**Document excerpt:**
Segment Open
It’s May 2004. I’m running late.
Andrassy Street is impossibly elegant. Lined with trees and boutiques, restaurants and theaters, it’s a more weathered take on Paris’s Champs Élysées. I sit singing scales as my grimy taxi passes the Opera House and the Hungarian National Ballet on the way to the Thália Theatre, the venue for tonight’s performance. As the driver pulls up to the curb, I spot a petite bundle of blond hair and downy blue scarves.
“Mommy!” I rush out of the car to meet her where she stands outside the theater. Mom has flown in from Denver—she insists it’s a special visit to witness this seminal moment in my career. Through happy tears, I catch a glimpse of her thousand-watt grin. We walk hand in hand to the opulent theater. Judit is waiting in my dressing room with the confection of a gown I’d been fitted for earlier that day and the most exquisite bouquet of flowers I’ve ever seen.
Orchestra members start to arrive, suited in black and white, and whispers of a standing-room-only crowd spread through the halls. Mom and Judit leave to take their seats in the audience. I stay hidden behind the curtain, looking at the crowd settle into their seats. Then, as if by magic, silence descends.
Polite applause welcomes me onto the stage as I take my place in front of the orchestra. Anticipatory energy fills the dark theater. The orchestra strikes its first chord, then the bassoon takes over in a cantorial introduction. Inhale. Exhale. I breathe in the vowels
for my first phrase, “Glitter and be gay . . . .” The strings begin and the conductor cues my entrance. I sing from a place deep within myself. My diaphragm pushes air from my lungs and I become Cunégonde from Bernstein’s Candide; a girl who has fallen from grace—a cold, sparkly, wanton example of resilience. As the aria gets under way, each lyric exploit shines like a jewel in my vocal boudoir. The song fits my voice like a pageant queen’s dress—which isn’t to say it’s not a bit tight in some places.
Many singers never quite settle into their higher tessitura—the upper reaches of their vocal range. A high note sung poorly can ruin a voice or end a career. At some point, every soprano needs faith: in her voice, in her training, in the composer. I brace myself for the final phrase of the aria, breathing deep and wide. My voice pierces the high E and the room erupts in an ovation.
Segment Closed
**Information given:**
Segment Open
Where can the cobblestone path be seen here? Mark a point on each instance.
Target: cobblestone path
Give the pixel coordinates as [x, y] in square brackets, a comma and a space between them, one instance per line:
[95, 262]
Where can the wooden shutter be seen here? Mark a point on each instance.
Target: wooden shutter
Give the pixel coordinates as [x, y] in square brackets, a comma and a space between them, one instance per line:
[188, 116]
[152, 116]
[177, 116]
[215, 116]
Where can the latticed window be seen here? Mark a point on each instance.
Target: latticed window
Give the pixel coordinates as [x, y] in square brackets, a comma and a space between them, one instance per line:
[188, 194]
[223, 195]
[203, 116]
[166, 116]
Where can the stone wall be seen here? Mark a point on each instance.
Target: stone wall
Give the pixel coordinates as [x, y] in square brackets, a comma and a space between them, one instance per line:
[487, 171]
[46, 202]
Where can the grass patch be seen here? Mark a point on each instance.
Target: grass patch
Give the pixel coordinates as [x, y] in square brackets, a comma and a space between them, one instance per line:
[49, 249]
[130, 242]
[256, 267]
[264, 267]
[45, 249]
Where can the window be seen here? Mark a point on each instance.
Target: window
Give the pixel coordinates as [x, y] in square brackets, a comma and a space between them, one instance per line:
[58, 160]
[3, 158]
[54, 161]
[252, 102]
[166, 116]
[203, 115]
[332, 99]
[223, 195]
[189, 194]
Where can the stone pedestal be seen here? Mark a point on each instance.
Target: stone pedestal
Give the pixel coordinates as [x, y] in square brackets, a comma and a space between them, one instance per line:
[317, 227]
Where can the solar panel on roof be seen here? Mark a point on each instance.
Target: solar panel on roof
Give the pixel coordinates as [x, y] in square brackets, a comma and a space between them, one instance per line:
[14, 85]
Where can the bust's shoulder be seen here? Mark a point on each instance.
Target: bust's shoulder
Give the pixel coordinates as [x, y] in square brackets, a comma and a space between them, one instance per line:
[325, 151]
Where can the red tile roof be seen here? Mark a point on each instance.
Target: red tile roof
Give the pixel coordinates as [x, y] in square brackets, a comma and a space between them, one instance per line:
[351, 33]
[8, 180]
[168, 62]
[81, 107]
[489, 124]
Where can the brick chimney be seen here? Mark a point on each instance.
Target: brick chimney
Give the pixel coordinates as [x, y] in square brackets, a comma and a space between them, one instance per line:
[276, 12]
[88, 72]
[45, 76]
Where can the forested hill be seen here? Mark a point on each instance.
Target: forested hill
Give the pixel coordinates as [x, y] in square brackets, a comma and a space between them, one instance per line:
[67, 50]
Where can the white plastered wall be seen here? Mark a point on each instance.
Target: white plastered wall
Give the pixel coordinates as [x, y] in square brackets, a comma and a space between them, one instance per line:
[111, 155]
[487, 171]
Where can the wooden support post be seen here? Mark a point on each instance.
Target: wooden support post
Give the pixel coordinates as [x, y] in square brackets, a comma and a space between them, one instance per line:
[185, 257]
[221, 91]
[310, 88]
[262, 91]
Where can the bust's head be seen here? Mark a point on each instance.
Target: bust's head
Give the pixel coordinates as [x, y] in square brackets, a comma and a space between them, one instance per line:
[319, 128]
Segment Closed
**Problem 1:** Write out the part of the opera memoir starting with "Andrassy Street is" and going on through "I’ve ever seen.".
**Problem 2:** Translate this sentence from the opera memoir into Spanish: "Then, as if by magic, silence descends."
**Problem 3:** Write what comes next in the opera memoir, going on from its final sentence.
The data plays no part in this work.

**Exercise output 1:**
Andrassy Street is impossibly elegant. Lined with trees and boutiques, restaurants and theaters, it’s a more weathered take on Paris’s Champs Élysées. I sit singing scales as my grimy taxi passes the Opera House and the Hungarian National Ballet on the way to the Thália Theatre, the venue for tonight’s performance. As the driver pulls up to the curb, I spot a petite bundle of blond hair and downy blue scarves.
“Mommy!” I rush out of the car to meet her where she stands outside the theater. Mom has flown in from Denver—she insists it’s a special visit to witness this seminal moment in my career. Through happy tears, I catch a glimpse of her thousand-watt grin. We walk hand in hand to the opulent theater. Judit is waiting in my dressing room with the confection of a gown I’d been fitted for earlier that day and the most exquisite bouquet of flowers I’ve ever seen.

**Exercise output 2:** Entonces, como por arte de magia, desciende el silencio.

**Exercise output 3:**
For nearly five minutes, the crowd joins in synchronized applause. As it slows, I leave the stage, only to be called back as it speeds up again with renewed gusto, each reprise producing a new bouquet of flowers. When the bows finally end, I see Mom and Judit waiting backstage with Éva. I greet them, giddy with pride, relief, and gratitude. Together, we field enthusiastic theatergoers, flowers, and well wishes.
Only now do I realize the evening’s biggest challenge still lies ahead: as the antique theater lacks an elevator, I must scale the front lobby’s grand staircase to reach the post-performance reception. Even small flights of stairs totally exhaust me at this point, but I have no choice. Mom and the others walk ahead as I place my high-heeled foot on the first step to begin my ascent. At first, I’m fine; I follow Mom’s example and talk to passersby, using each introduction as an excuse to stop and catch my breath. But as I continue, I feel my heart pumping harder. Blood drains from my face and my vision begins to tunnel. I stop, steadying myself on the ornate banister. I don’t want anyone to know I’m unwell. I don’t want tonight to end with another fainting spell. Trying to pass off sluggishness for elegance, I slowly move my foot onto the next step. Then the next. Then the next. Gradually, I lurch my way up the curved vestibule toward the upper lobby. Finally, I ascend to the reception. Mom smiles proudly as her gaze lingers on me, then her attention turns back to the milieu as she’s beckoned by another guest.